EXERCISE AIM:
Give every entry again precisely as it appears.

#####

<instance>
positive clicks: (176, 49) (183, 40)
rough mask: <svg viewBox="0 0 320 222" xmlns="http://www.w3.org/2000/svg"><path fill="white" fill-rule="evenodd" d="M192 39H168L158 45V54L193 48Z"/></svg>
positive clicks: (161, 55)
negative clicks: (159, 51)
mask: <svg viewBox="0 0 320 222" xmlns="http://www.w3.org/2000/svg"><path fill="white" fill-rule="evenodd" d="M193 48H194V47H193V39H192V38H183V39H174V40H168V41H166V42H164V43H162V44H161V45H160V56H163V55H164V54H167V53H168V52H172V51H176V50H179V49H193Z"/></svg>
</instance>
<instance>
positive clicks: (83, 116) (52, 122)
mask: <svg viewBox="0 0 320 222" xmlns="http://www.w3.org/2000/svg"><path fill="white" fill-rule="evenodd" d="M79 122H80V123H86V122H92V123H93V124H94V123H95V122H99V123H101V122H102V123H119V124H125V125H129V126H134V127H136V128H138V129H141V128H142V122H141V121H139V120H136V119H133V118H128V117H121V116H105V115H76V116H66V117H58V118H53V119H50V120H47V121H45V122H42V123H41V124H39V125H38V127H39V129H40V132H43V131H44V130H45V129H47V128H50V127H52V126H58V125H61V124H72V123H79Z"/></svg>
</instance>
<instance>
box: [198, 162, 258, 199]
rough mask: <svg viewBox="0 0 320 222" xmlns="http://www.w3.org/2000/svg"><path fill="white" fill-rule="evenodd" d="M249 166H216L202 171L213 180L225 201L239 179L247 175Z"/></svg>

#####

SOLUTION TO THIS PROBLEM:
<instance>
positive clicks: (176, 49) (183, 40)
rough mask: <svg viewBox="0 0 320 222" xmlns="http://www.w3.org/2000/svg"><path fill="white" fill-rule="evenodd" d="M192 39H168L158 45V54L193 48Z"/></svg>
positive clicks: (161, 55)
negative clicks: (159, 51)
mask: <svg viewBox="0 0 320 222" xmlns="http://www.w3.org/2000/svg"><path fill="white" fill-rule="evenodd" d="M193 48H194V47H193V39H192V38H183V39H174V40H168V41H166V42H164V43H162V44H161V45H160V56H163V55H164V54H167V53H168V52H172V51H176V50H179V49H193Z"/></svg>
</instance>
<instance>
positive clicks: (83, 116) (52, 122)
mask: <svg viewBox="0 0 320 222" xmlns="http://www.w3.org/2000/svg"><path fill="white" fill-rule="evenodd" d="M79 122H80V123H86V122H92V123H93V124H94V123H95V122H99V123H101V122H102V123H119V124H125V125H129V126H134V127H136V128H138V129H141V128H142V122H141V121H139V120H136V119H133V118H128V117H121V116H105V115H76V116H66V117H58V118H53V119H50V120H47V121H45V122H42V123H41V124H39V125H38V127H39V129H40V132H43V131H44V130H45V129H47V128H50V127H52V126H58V125H61V124H72V123H79Z"/></svg>
</instance>
<instance>
box: [198, 162, 258, 199]
rough mask: <svg viewBox="0 0 320 222" xmlns="http://www.w3.org/2000/svg"><path fill="white" fill-rule="evenodd" d="M249 166H216L202 171L213 180L225 201L239 179L247 175Z"/></svg>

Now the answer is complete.